▸ Written request
Echo the data below from its first line through the line containing "left=0, top=593, right=658, bottom=781", including both of those lines, and reproduce every line without any change.

** START **

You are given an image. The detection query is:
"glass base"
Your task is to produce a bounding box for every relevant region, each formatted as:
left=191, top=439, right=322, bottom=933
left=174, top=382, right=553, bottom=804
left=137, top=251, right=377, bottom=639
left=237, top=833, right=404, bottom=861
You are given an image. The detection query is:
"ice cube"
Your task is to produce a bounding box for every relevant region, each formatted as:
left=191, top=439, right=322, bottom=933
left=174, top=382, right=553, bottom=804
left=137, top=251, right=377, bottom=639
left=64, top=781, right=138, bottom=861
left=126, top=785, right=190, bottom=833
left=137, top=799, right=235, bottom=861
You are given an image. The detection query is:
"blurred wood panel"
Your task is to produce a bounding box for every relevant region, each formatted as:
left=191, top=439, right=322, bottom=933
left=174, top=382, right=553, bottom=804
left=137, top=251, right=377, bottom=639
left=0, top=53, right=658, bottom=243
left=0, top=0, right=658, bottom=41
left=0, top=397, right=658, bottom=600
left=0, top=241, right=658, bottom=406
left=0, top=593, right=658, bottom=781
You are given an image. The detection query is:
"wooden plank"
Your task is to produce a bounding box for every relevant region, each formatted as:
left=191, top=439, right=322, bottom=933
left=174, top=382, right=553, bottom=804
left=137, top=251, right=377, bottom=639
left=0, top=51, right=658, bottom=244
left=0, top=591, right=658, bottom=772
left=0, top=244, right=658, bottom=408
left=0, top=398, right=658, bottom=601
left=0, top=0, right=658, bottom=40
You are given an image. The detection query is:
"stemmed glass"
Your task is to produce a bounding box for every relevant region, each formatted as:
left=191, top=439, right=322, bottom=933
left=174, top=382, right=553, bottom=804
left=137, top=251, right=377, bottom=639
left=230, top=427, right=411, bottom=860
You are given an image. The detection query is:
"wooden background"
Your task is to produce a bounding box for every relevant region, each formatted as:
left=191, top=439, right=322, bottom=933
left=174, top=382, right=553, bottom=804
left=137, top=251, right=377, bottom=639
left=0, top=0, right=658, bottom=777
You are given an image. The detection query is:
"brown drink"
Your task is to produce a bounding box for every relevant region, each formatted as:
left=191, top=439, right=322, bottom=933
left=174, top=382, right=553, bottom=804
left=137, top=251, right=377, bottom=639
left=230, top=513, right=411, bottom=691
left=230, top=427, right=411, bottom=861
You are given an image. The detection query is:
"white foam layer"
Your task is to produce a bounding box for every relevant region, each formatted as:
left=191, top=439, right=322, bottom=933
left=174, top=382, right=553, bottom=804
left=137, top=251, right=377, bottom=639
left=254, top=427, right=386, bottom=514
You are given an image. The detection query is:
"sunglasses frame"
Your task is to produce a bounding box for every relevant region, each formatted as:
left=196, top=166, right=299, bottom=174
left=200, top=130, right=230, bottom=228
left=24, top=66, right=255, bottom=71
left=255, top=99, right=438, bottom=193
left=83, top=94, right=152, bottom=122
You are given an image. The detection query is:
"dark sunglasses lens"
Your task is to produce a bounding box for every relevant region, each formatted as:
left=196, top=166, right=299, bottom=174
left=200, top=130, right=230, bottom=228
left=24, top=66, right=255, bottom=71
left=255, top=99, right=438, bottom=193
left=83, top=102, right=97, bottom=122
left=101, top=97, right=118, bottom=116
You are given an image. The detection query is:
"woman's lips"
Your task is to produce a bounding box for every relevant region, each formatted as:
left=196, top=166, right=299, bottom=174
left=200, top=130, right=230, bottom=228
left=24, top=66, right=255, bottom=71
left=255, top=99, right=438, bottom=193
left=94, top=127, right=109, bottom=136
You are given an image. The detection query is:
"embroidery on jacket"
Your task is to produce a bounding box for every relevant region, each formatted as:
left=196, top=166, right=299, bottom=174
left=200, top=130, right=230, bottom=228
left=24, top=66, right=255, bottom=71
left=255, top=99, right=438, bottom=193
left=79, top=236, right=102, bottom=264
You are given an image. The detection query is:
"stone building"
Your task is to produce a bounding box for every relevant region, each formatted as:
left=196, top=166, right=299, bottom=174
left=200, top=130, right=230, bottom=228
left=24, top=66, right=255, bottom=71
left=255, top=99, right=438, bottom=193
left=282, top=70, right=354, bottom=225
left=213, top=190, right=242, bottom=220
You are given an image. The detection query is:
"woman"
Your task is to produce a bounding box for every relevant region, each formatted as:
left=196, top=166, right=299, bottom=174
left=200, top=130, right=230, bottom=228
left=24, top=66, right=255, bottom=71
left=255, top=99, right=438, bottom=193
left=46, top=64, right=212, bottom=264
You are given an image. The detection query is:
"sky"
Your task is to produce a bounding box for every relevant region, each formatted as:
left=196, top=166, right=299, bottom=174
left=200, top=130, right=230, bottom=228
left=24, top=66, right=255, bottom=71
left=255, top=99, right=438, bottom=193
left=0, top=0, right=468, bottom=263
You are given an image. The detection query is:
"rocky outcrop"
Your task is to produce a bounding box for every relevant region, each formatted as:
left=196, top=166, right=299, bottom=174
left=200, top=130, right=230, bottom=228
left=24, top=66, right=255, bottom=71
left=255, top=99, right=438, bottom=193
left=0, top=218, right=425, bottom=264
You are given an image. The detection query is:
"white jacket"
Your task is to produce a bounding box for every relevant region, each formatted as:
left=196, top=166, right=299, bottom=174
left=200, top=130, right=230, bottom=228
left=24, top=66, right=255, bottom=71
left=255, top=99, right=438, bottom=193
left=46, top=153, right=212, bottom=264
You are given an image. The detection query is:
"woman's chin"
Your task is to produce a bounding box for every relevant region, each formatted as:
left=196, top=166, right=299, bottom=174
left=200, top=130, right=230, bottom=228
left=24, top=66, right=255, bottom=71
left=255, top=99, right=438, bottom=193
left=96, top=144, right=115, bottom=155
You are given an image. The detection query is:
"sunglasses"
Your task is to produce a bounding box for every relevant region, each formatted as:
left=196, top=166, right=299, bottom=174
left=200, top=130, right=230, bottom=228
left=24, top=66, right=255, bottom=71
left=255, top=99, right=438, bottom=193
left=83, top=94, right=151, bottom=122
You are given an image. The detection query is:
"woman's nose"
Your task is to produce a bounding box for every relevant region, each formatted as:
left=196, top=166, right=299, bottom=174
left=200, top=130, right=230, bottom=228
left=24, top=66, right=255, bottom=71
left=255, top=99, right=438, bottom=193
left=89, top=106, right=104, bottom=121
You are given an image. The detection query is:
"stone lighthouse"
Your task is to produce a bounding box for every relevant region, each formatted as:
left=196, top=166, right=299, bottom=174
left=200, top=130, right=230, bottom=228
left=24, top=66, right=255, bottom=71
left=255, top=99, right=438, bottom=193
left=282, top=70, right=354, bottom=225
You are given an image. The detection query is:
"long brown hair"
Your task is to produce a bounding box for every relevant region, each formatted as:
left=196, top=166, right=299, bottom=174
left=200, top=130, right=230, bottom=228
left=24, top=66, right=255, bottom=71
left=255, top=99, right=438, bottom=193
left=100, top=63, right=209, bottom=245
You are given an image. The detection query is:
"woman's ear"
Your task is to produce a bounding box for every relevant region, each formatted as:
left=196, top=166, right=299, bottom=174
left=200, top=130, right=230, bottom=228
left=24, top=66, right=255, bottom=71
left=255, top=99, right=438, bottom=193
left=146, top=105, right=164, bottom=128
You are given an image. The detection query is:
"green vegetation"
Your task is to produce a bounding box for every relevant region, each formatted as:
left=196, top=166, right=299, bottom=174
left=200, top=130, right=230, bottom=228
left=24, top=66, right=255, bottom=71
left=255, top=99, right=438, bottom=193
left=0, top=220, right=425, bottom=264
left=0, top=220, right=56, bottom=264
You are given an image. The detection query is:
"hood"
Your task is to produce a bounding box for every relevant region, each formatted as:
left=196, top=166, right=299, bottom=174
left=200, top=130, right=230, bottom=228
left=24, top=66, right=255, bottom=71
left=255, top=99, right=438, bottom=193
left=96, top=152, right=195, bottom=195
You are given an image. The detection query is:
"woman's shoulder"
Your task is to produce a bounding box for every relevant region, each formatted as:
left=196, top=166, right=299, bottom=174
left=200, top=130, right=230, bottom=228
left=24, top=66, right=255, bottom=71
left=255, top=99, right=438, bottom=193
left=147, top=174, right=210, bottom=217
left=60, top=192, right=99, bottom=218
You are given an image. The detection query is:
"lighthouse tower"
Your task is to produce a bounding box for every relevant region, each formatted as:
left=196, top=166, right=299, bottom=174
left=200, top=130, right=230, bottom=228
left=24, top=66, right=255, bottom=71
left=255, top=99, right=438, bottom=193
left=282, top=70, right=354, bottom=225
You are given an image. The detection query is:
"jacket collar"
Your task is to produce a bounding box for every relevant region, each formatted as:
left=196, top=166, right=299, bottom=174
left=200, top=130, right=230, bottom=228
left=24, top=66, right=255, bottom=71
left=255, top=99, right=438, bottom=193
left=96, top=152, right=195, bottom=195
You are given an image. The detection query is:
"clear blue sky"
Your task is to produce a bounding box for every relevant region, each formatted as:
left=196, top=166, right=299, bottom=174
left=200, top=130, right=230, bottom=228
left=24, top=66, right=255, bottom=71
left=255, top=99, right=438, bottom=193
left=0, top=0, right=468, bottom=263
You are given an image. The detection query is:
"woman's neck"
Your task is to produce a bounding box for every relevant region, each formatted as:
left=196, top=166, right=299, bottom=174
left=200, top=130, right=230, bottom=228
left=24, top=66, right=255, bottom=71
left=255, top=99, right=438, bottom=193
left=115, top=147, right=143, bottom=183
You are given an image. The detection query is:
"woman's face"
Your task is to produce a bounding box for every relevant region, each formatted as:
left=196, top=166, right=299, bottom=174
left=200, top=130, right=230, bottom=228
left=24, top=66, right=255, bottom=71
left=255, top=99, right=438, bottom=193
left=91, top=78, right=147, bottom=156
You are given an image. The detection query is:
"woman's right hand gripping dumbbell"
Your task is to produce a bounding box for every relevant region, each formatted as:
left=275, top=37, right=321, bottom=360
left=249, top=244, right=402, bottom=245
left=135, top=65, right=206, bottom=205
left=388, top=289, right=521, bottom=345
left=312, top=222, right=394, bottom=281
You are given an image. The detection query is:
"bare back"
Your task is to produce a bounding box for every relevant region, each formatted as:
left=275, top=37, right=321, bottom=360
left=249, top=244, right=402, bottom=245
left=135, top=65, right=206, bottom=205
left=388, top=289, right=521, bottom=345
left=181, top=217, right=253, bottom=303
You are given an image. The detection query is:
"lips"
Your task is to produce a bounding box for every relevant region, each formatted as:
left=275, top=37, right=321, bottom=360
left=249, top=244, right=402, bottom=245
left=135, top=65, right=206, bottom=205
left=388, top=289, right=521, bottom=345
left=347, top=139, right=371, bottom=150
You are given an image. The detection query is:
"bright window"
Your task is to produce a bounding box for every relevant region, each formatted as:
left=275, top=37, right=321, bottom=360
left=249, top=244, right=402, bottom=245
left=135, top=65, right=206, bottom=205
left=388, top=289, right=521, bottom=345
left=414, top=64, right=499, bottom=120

** END **

▸ Written answer
You are given an image. The detection query is:
"glass base"
Your task is to produce a bounding box for every relevant region, each formatted as:
left=191, top=439, right=322, bottom=933
left=174, top=382, right=553, bottom=804
left=137, top=251, right=377, bottom=639
left=237, top=833, right=404, bottom=861
You are given an image. The detection query is:
"ice cube"
Your task is to produce a bounding box for every relevant region, each formatted as:
left=191, top=439, right=322, bottom=933
left=174, top=382, right=553, bottom=804
left=137, top=251, right=377, bottom=639
left=64, top=781, right=138, bottom=861
left=126, top=785, right=190, bottom=833
left=137, top=799, right=235, bottom=861
You are given an image. The detection query is:
"blurred wood panel"
Your task is to produce a bounding box for every relevant region, each formatted as:
left=191, top=439, right=322, bottom=933
left=174, top=382, right=553, bottom=804
left=137, top=251, right=377, bottom=639
left=0, top=53, right=658, bottom=243
left=0, top=0, right=658, bottom=41
left=0, top=397, right=658, bottom=600
left=0, top=241, right=658, bottom=406
left=0, top=593, right=658, bottom=781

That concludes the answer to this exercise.